═════ Text for analysis
James Duncan FRSE FRCS FRCSE (2 November 1810 – 16 August 1866) was a Scottish surgeon and manufacturing chemist responsible for much of the British supply of chloroform in the mid-19th century. From 1839 to 1866 he was Director of Duncan Flockhart & Co one of Scotland’s largest chemical manufacturers.

==Life==
He was born in Perth on 2 November 1810, the son of John Duncan (b. 1780) founder of Duncan Flockhart & Co. and his wife, Elizabeth Morison.

He was educated at Perth Academy then sent to the High School in Edinburgh to be educated. In 1833 his father’s company moved from Perth to Edinburgh, with premises at 52 North Bridge with the family living at 1 Blenheim Place at the top of Leith Walk.

Meanwhile Duncan was completing his medical studies at the University of Edinburgh, graduating with an MD in 1834. He was taught surgery by Robert Liston. Due to his rich father his postgraduate studies leading to his MD included studies in France, Germany, Austria and Italy.
══════════
═════ Dataset records
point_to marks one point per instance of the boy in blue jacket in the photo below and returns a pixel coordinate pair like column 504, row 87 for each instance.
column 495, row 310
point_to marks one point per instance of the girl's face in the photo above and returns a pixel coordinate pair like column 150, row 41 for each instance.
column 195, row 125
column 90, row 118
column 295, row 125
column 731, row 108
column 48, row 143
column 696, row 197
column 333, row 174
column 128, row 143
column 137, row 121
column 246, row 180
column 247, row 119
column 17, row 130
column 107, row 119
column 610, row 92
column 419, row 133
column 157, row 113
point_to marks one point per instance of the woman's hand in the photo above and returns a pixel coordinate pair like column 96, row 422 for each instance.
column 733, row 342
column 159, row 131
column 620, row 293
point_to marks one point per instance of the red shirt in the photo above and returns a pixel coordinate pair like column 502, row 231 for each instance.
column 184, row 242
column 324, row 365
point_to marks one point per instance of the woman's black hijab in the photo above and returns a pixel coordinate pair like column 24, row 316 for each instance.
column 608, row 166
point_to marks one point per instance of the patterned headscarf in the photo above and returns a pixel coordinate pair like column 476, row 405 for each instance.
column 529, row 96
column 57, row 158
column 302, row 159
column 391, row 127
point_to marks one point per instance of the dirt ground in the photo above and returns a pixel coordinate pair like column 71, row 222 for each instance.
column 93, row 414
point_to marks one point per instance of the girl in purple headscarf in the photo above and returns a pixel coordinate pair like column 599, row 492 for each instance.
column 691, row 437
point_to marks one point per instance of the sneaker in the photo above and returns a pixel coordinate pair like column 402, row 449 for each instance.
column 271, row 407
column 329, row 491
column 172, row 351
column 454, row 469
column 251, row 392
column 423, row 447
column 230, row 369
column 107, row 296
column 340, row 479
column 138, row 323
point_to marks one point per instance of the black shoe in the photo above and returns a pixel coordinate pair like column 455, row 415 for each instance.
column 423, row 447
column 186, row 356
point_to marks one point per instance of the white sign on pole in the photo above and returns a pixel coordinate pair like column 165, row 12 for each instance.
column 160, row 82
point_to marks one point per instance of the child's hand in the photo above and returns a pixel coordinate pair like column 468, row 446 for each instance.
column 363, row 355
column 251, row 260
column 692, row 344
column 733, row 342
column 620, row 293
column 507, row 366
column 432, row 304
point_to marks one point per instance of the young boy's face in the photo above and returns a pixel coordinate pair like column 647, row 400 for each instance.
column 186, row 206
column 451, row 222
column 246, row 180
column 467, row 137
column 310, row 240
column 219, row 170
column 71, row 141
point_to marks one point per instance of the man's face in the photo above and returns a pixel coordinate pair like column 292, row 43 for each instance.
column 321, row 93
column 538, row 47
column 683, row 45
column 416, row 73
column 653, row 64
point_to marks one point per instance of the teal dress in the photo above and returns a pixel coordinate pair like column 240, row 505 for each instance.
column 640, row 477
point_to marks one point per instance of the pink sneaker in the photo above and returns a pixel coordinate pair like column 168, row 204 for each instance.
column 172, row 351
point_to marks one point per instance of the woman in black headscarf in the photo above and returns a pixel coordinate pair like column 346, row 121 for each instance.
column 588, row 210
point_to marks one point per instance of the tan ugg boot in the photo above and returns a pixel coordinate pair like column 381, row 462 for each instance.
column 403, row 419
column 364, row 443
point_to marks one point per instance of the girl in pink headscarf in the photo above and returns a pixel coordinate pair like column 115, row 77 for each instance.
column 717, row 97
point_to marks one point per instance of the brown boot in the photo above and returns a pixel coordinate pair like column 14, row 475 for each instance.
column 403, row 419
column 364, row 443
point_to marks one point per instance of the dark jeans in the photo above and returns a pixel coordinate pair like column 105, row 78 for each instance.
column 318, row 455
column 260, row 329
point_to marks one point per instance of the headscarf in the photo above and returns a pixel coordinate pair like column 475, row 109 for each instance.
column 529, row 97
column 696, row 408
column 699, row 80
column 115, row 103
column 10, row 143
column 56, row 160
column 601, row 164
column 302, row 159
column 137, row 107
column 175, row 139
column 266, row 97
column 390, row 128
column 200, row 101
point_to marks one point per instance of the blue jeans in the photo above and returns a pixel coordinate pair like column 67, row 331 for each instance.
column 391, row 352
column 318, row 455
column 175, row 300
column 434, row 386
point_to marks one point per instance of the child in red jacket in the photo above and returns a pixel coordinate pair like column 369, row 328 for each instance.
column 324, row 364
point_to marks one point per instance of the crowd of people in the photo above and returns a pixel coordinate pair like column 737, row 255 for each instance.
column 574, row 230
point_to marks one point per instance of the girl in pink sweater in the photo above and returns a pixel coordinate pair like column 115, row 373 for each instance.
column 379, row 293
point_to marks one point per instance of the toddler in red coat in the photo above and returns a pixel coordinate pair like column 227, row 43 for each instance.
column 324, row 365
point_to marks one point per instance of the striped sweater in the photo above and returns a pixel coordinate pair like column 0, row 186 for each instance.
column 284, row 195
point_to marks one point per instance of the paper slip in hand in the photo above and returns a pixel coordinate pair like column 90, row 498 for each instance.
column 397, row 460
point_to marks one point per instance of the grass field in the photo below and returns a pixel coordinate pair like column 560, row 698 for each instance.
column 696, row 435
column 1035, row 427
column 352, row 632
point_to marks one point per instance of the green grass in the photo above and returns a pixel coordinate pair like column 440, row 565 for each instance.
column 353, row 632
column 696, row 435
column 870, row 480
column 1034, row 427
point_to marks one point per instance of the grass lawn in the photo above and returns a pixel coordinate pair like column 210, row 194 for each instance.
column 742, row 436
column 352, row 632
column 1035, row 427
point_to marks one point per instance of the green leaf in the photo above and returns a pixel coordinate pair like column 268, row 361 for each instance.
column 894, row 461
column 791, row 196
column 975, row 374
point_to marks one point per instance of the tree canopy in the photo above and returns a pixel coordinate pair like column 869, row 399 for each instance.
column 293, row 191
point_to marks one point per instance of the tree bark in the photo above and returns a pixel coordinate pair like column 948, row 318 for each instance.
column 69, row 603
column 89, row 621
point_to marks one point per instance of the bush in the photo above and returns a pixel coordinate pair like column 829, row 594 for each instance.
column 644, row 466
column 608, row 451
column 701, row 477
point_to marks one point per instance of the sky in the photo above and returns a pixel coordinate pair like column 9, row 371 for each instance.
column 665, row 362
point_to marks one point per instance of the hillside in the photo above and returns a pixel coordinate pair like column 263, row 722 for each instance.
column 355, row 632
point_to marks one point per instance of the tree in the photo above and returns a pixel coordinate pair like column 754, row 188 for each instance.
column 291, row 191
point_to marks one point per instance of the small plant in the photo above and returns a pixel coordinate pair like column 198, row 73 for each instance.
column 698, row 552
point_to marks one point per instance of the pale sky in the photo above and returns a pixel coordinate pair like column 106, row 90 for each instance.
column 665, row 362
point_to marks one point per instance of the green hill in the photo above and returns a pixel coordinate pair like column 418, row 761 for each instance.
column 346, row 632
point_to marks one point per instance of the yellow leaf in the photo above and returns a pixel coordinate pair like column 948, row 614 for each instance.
══════════
Please give the year in which, according to the text about James Duncan, he graduated with an MD from the University of Edinburgh.

> Solution for this exercise
1834